-- Begin --

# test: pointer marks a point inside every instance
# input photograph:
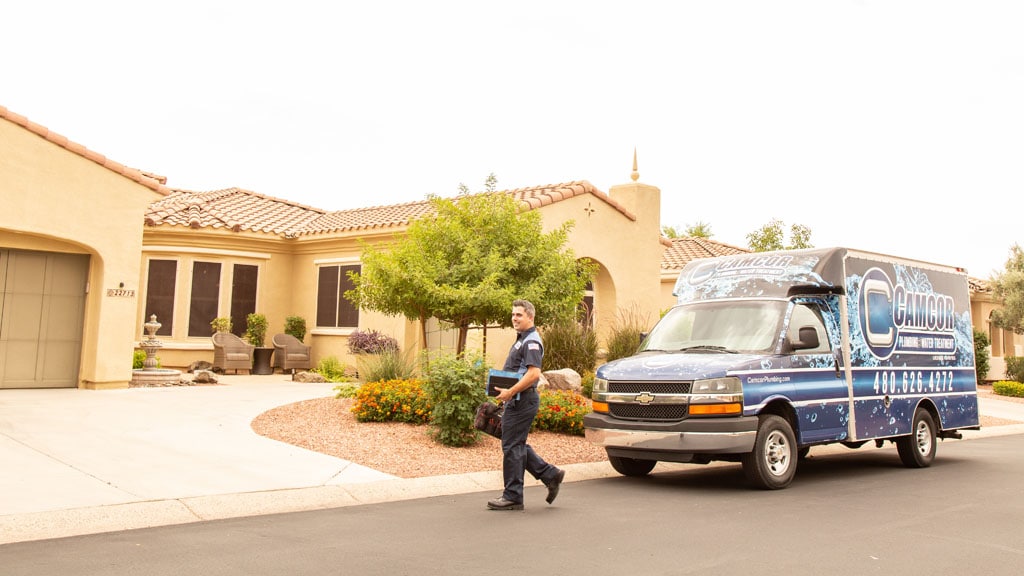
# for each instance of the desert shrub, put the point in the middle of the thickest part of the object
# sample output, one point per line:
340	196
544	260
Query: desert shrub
561	411
626	333
569	344
1009	387
371	341
296	326
387	365
981	342
394	401
333	370
1015	368
455	385
346	389
138	360
587	383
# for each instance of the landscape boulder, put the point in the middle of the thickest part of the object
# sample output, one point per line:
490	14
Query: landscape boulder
563	379
200	365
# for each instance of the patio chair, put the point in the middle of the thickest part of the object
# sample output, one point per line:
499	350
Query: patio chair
290	353
231	353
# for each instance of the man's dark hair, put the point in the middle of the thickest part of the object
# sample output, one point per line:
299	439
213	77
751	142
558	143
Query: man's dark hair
526	305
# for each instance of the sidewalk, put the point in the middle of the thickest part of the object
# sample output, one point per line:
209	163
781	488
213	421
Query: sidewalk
87	461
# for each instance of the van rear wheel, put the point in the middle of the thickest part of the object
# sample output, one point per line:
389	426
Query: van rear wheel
773	462
918	449
631	466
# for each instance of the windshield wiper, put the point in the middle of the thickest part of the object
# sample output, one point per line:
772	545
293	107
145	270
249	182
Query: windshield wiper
709	347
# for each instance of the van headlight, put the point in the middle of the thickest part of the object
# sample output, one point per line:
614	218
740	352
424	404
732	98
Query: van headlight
727	385
717	397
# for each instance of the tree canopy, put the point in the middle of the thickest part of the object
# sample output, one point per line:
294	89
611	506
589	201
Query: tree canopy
1008	287
772	237
466	263
697	230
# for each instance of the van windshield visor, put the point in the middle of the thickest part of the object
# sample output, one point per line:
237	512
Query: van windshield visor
750	326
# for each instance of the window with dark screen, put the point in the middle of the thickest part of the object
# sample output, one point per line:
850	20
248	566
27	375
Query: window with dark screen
205	294
160	294
333	310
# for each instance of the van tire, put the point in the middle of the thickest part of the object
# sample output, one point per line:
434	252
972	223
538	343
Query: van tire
918	449
631	466
773	462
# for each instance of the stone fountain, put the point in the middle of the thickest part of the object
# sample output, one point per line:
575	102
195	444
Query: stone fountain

-- End --

§ **Exercise description**
Repeat exactly the lines from the one containing "# for each instance of the patio" through the last line of the records above, both included, and nothing else.

§ **The result**
# for each instance of the patio chair, put the point in the middle of the thickest part of the object
# sample output, one point per line:
499	350
Query: patio chair
290	353
231	353
# for each instance of the man's dark hair, put the point in the middle of the thickest part of the object
# sample output, one point per line:
299	439
213	77
751	142
558	143
Query: man's dark hair
526	305
# for each instance of the sidewalk, put the point in the middle of the thickest part of the object
# sample output, one point per line:
209	163
781	488
213	421
Query: sidewalk
87	461
# for each instance of the van rear wheel, put the point in the middle of the thickest part of the object
# sample output, one point per line:
389	426
Query: van rear wheel
773	462
918	449
631	466
# for each instance of the windshield wiper, put the point in the middle of the thickest part of the object
# sample output, one point per line:
772	545
293	107
145	270
249	182
Query: windshield wiper
709	347
# for each instance of the van headlight, put the point in the middle of the thickest part of the object
# sample output, one point per line:
614	218
740	352
424	404
732	98
Query: van headlight
727	385
717	397
# for each instance of the tree canopy, put the point in the middle of the thickest part of the object
# sample output, one point per line:
294	89
611	506
589	201
Query: tree canopy
1008	287
772	237
466	263
697	230
# for each instance of the van windshield visor, put the point in the middle of the thickest part of the object
# sample output, one point per line:
237	512
Query: van windshield visor
750	326
# for each instance of the window with dark screen, put the point in the middle of the thickest part of the object
# sample output, one point per line:
850	20
248	566
27	375
Query: window with dark screen
205	294
160	294
333	310
# for each instance of the van tire, put the point in the middle of the thickest part of the object
# sample output, one point per line:
434	252
972	223
538	343
Query: van tire
918	449
631	466
773	462
# for each instance of the stone fountain, put the point in the middle of the thickest part of the object
# sample output, one point per line:
575	102
195	444
Query: stone fountain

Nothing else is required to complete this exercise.